:: Input rows ::
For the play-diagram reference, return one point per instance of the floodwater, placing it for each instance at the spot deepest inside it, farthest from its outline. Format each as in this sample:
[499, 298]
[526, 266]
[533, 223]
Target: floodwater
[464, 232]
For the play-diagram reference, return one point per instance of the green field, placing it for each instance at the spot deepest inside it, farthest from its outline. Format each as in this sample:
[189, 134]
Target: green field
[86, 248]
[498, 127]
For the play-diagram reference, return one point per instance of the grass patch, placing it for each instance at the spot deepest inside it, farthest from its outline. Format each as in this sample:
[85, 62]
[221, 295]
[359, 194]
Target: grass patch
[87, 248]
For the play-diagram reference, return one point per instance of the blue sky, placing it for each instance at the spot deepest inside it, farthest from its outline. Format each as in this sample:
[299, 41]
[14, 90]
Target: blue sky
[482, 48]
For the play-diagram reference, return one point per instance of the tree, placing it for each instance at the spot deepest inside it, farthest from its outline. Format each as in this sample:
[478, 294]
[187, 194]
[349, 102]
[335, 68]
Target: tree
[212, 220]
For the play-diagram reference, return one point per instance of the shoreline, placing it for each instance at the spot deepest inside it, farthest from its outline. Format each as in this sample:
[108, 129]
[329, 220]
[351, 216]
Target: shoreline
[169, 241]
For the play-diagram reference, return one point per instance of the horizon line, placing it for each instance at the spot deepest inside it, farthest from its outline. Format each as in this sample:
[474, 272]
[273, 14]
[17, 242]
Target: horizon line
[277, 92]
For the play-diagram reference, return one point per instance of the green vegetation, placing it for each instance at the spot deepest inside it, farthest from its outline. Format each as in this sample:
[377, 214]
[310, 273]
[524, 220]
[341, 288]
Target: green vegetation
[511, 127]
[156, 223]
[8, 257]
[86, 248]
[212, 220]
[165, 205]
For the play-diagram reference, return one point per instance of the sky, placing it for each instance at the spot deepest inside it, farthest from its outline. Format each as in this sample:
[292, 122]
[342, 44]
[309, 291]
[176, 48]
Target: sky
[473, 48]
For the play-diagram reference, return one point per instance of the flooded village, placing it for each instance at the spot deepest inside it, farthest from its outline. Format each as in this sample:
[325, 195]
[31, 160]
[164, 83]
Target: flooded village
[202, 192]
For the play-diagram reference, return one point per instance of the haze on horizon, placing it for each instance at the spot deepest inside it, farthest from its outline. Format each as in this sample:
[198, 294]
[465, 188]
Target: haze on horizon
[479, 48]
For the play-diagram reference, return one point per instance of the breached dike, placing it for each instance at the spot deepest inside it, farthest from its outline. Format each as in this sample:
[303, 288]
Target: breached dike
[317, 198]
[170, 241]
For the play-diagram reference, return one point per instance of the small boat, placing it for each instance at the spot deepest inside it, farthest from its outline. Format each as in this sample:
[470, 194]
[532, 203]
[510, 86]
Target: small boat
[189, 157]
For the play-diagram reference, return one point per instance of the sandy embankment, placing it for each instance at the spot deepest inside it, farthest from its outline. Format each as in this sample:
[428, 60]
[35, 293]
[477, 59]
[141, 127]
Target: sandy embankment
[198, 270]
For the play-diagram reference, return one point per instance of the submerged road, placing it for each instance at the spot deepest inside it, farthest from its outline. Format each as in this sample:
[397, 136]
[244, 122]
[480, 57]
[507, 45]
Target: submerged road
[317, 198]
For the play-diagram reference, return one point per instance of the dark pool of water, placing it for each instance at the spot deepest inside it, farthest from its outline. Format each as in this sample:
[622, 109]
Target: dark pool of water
:::
Copy out the whole listing, exactly as written.

- [Written answer]
For the play-diagram reference, return one point per instance of the floodwater, placing it for each instance at the spot deepest inside it, farthest from its outline. Format each as in this sample:
[499, 298]
[526, 266]
[533, 223]
Target: floodwater
[464, 232]
For the play-diagram reference, return one point per instance of the green field, placing it for each instance at the spot deepest inside it, farthest from its outline. Format each as in this sample:
[189, 134]
Target: green field
[86, 248]
[498, 127]
For the play-diagram reference, return one point per instance of the grass patch, placing it for each instance at the spot deepest inside it, farthest from its outline. Format each as in this sample:
[85, 62]
[221, 295]
[359, 194]
Target: grass patch
[87, 248]
For the play-diagram reference, return one point per instance of the blue sky, placing it for each instance at the spot deepest inside it, farthest from its outline. Format each as in this sample:
[299, 41]
[14, 90]
Target: blue sky
[482, 48]
For the play-diagram reference, return one point per instance of the tree, placing it for each instance at the spot deepest inside it, farthest from its outline. Format each as in this sample:
[478, 294]
[187, 194]
[349, 102]
[335, 68]
Target: tree
[212, 220]
For the play-diagram reference, return one point per instance of the shoreline, placing it for each instance at the spot deepest inside it, farthest from its outline. Format each as in this sample:
[108, 129]
[329, 220]
[351, 216]
Target: shoreline
[169, 241]
For the play-diagram reference, return one point per instance of the horizon line, placing it for each instance at the spot deepest inside it, farthest from its outline. Format each as in this sample:
[474, 272]
[273, 14]
[17, 242]
Target: horizon line
[277, 92]
For the play-diagram reference, return one point per instance of the green vegetation, placing it for each instance at the spot deepest inside it, farthest from its outline. Format each as in this sample:
[377, 214]
[310, 273]
[524, 220]
[341, 288]
Target: green vegetation
[511, 127]
[156, 223]
[8, 257]
[86, 248]
[212, 220]
[165, 205]
For the play-diagram reference, return one point per instance of the sky, placing it for each instance at the spot deepest inside it, farthest from its outline. Format each as in this sample:
[292, 122]
[342, 44]
[309, 291]
[176, 48]
Target: sky
[473, 48]
For the play-diagram reference, return one point per instance of the flooded village, placing it for each instance at the spot deepest inside it, farthest from its outline. Format each as in this sample:
[325, 195]
[31, 160]
[164, 83]
Target: flooded village
[202, 192]
For the play-diagram reference, return one point per instance of the haze on horizon, placing it for each instance at the spot deepest inside it, farthest from its outline. Format each as in this sample:
[198, 294]
[465, 188]
Target: haze on horizon
[479, 48]
For the play-diagram reference, return one point per instance of the breached dike, placing it for each instance at the spot deepest inside it, farthest from its outline. Format each as in this sample:
[303, 288]
Target: breached dike
[317, 198]
[170, 241]
For the play-diagram reference, return one point per instance of the small boat, placing it for each instance at the spot deepest inside it, farthest from its outline. Format each as in this sample:
[470, 194]
[532, 203]
[510, 86]
Target: small boat
[189, 157]
For the play-diagram reference, return one point per instance of the sandy embankment, placing it for each instance at the spot deepest inside it, farthest from its outline. Format each as in this sample:
[428, 60]
[35, 293]
[477, 59]
[141, 127]
Target: sandy embankment
[198, 270]
For the play-diagram reference, return one point per instance of the submerged road, placing it for each instance at the spot deepest inside it, farthest from its outline. Format each as in this sample:
[397, 136]
[244, 122]
[480, 57]
[507, 45]
Target: submerged road
[317, 198]
For the play-diagram reference, return one point per instance of the dark pool of water, placing it for each instance at the spot deepest inside it, farthest from its outline. Format each as in this sample:
[622, 109]
Target: dark pool of water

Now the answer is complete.